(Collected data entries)
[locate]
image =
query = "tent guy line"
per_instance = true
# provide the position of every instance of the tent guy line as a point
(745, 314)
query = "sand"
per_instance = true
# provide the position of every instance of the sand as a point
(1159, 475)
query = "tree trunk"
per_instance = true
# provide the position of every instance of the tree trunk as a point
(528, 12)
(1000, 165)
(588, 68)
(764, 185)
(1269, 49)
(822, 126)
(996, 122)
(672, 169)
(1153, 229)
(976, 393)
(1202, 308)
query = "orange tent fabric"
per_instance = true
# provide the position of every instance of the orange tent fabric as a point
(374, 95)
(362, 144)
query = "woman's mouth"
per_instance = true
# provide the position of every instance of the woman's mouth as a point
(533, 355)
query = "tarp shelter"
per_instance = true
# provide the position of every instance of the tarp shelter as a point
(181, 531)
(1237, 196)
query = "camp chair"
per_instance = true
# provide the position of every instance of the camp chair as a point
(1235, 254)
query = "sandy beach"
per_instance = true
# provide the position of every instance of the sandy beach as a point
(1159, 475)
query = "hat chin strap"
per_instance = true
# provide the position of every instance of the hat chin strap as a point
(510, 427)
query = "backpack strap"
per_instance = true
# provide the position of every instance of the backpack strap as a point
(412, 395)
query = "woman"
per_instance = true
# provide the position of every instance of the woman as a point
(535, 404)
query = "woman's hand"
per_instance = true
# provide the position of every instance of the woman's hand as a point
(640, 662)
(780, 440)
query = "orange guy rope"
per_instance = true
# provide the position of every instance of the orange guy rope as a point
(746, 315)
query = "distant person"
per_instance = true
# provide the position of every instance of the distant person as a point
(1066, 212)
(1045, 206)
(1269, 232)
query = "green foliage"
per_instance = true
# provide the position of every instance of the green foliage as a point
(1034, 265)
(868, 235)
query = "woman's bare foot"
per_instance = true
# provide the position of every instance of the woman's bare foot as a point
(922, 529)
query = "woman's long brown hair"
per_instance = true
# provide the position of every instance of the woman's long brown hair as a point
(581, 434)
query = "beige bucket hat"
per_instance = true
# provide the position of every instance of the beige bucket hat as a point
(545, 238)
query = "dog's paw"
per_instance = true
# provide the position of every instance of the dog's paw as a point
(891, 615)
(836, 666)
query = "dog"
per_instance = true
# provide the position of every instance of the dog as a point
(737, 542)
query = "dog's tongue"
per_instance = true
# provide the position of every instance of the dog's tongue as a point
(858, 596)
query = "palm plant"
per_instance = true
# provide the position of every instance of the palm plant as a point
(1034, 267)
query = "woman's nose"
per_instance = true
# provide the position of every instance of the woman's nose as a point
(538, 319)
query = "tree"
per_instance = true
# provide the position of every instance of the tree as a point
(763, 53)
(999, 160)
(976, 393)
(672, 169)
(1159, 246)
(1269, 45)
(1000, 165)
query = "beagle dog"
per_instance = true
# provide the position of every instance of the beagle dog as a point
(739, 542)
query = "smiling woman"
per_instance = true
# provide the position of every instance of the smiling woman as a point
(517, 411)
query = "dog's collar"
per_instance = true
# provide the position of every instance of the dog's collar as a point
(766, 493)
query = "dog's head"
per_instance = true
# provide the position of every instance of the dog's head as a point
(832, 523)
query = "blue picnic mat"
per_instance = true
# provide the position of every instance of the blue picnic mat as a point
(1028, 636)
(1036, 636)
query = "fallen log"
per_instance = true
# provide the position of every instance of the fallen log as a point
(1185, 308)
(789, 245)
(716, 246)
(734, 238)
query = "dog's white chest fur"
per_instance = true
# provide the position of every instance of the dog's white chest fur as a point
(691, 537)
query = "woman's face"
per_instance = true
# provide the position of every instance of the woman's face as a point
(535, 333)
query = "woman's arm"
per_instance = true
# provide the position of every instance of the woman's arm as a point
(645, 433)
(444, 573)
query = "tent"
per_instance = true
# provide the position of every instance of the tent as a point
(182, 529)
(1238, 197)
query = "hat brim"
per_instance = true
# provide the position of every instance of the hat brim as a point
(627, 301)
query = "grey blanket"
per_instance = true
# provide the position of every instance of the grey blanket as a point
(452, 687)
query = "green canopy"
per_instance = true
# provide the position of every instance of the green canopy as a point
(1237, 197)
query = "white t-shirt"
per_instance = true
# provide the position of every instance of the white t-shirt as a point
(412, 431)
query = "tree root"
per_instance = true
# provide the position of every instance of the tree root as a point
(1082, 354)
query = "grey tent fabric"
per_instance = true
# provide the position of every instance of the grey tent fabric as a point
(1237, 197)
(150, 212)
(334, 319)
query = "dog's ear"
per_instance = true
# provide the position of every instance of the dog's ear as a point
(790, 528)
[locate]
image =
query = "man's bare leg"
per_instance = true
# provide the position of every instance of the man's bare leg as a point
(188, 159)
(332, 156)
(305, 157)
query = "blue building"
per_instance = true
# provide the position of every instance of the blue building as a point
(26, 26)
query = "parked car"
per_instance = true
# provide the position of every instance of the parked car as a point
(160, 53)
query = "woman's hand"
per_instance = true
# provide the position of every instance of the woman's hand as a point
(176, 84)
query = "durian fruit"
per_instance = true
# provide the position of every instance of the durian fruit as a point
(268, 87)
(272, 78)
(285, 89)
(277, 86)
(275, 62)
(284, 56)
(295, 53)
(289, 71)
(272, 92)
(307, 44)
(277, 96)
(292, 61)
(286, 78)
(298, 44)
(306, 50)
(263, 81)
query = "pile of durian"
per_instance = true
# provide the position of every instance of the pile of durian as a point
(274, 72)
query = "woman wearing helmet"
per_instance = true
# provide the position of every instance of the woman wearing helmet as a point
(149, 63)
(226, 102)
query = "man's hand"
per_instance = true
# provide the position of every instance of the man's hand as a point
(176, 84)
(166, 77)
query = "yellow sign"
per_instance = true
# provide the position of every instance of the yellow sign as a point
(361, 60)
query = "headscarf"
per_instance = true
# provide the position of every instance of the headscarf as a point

▶ **EXERCISE DIRECTIONS**
Can you echo every one of the rows above, word for word?

▶ **FINISHED TASK**
[locate]
image =
query = "tent guy line"
per_instance = true
# provide the position of every instance of the tent guy line as a point
(745, 314)
query = "sand"
per_instance = true
# provide the position of every instance of the sand as a point
(1159, 475)
query = "tree trunk"
per_instance = true
# provide the position of every instance of the tree trunk as a point
(528, 12)
(1000, 165)
(588, 68)
(764, 185)
(1269, 49)
(822, 126)
(996, 122)
(672, 169)
(1153, 229)
(976, 393)
(1202, 308)
query = "orange tent fabric"
per_instance = true
# provide the position of every instance of the orange tent fabric as a point
(374, 95)
(362, 144)
query = "woman's mouth"
per_instance = true
# provide the position of every instance of the woman's mouth as a point
(533, 355)
query = "tarp shelter"
per_instance = true
# provide the position of every instance of the tarp shelter as a point
(181, 531)
(1237, 196)
query = "camp chair"
per_instance = true
# provide the position of every instance of the camp chair as a point
(1235, 254)
query = "sandy beach"
per_instance = true
# provide the position of every instance of the sandy beach as a point
(1159, 475)
query = "hat chin strap"
per_instance = true
# provide the position of every instance of the hat chin strap as a point
(510, 427)
query = "backpack strap"
per_instance = true
# provide the position of every instance of the backpack strap as a point
(412, 395)
query = "woman"
per_instance = true
# provide the position of every instance of the woman as a point
(535, 404)
query = "woman's hand"
per_instance = true
# provide the position of every instance of the woman's hand as a point
(640, 662)
(780, 440)
query = "orange guy rope"
per_instance = true
# provide the position of every instance of the orange guy rope as a point
(746, 315)
query = "distant person"
per_instance = true
# provide the position of every instance of the distant person as a point
(1066, 212)
(1045, 206)
(1269, 232)
query = "green foliage"
per_instance = true
# provide the position of every instance of the green foliage as a point
(1034, 265)
(868, 235)
query = "woman's bare foot"
per_instance = true
# provide the position of every instance of the woman's bare foot as a point
(922, 529)
query = "woman's long brown hair"
per_instance = true
# provide the position of every instance of the woman's long brown hair as a point
(581, 434)
query = "beige bucket hat"
per_instance = true
# provide the position of every instance of the beige bucket hat as a point
(545, 238)
query = "dog's paw"
per_instance = true
# provide the position of every instance of the dog's paw as a point
(891, 615)
(836, 666)
query = "dog"
per_instance = true
# provide the position of every instance of the dog as a point
(737, 542)
query = "dog's tongue"
per_instance = true
# provide the position of every instance of the dog's tongue as a point
(858, 596)
query = "palm plant"
per_instance = true
# provide the position of every instance of the palm plant as a point
(1034, 267)
query = "woman's nose"
per_instance = true
# provide the position of every instance of the woman's nose as a point
(538, 319)
query = "tree"
per_instance = true
# provide the position of every instance of the tree as a point
(763, 53)
(999, 160)
(976, 393)
(672, 169)
(1159, 246)
(1269, 45)
(1000, 165)
query = "beagle dog"
per_instance = true
# provide the position of every instance of the beagle dog as a point
(739, 542)
query = "smiling woman"
per_instance = true
# provide the position of every instance of the smiling woman as a point
(517, 411)
query = "dog's collar"
per_instance = true
# provide the position of every instance of the dog's collar as a point
(766, 493)
query = "dog's head"
per_instance = true
# provide the position of every instance of the dog's head as a point
(832, 523)
query = "blue picnic mat"
per_instance = true
# provide the position of every instance of the blue picnic mat as a point
(1028, 636)
(1036, 636)
query = "fallen log"
per_instance = true
# provide the position of every instance of the fallen log as a point
(1185, 308)
(789, 245)
(716, 246)
(734, 238)
query = "dog's white chest fur"
per_instance = true
# provide the position of every instance of the dog's white chest fur as a point
(691, 537)
query = "woman's face"
per_instance = true
# provide the position of every instance of the woman's face as a point
(535, 333)
query = "woman's arm"
per_instance = true
# provide the position of every instance of the woman's arm as a point
(645, 433)
(444, 573)
query = "tent"
per_instance = true
# provide the position of every instance of the tent as a point
(182, 529)
(1238, 197)
query = "hat brim"
per_instance = true
# provide the position of every instance of the hat brim as a point
(627, 301)
query = "grey blanket"
per_instance = true
# provide the position of every instance of the grey blanket as a point
(452, 687)
query = "green canopy"
per_instance = true
# provide the position of every instance of the green canopy as a point
(1237, 197)
query = "white t-shirt"
per_instance = true
# provide the position of every instance of the white t-shirt as a point
(412, 431)
query = "tree root"
per_instance = true
# provide the position of every instance of the tree root as a point
(1082, 354)
query = "grey tent fabric"
per_instance = true
# provide the position of every instance of the grey tent fabric as a point
(1237, 197)
(150, 212)
(334, 319)
query = "dog's ear"
per_instance = true
# provide the position of every instance of the dog's ear as a point
(790, 528)
[locate]
image =
query = "man's bare leg"
per_instance = true
# provide the position of every instance of the man's bare leg as a point
(188, 159)
(332, 156)
(305, 157)
query = "blue building"
per_instance = true
# provide the position of every instance of the blue building as a point
(26, 26)
query = "parked car"
per_instance = true
# provide the position of every instance of the parked car as a point
(160, 53)
query = "woman's hand"
per_instance = true
# provide the position of every instance of the woman's hand as a point
(176, 84)
query = "durian fruit"
per_instance = true
# provide the position of every instance of the durian fruit as a point
(268, 87)
(272, 78)
(285, 89)
(277, 86)
(275, 62)
(284, 56)
(295, 53)
(289, 71)
(272, 92)
(307, 44)
(277, 96)
(292, 61)
(286, 78)
(298, 44)
(306, 50)
(263, 81)
query = "pile of durian"
per_instance = true
# provide the position of every instance of the pile of durian as a point
(274, 72)
query = "woman wearing helmet"
per_instance = true
# provide the position of every instance of the woman wearing helmet as a point
(149, 63)
(226, 102)
query = "man's hand"
per_instance = true
# provide the position of every instance of the man's hand as a point
(176, 84)
(166, 77)
query = "yellow sign"
per_instance = true
# provide the position of every instance of the yellow sign as a point
(361, 60)
query = "headscarf"
per_instance = true
# provide the position of every instance of the headscarf as a point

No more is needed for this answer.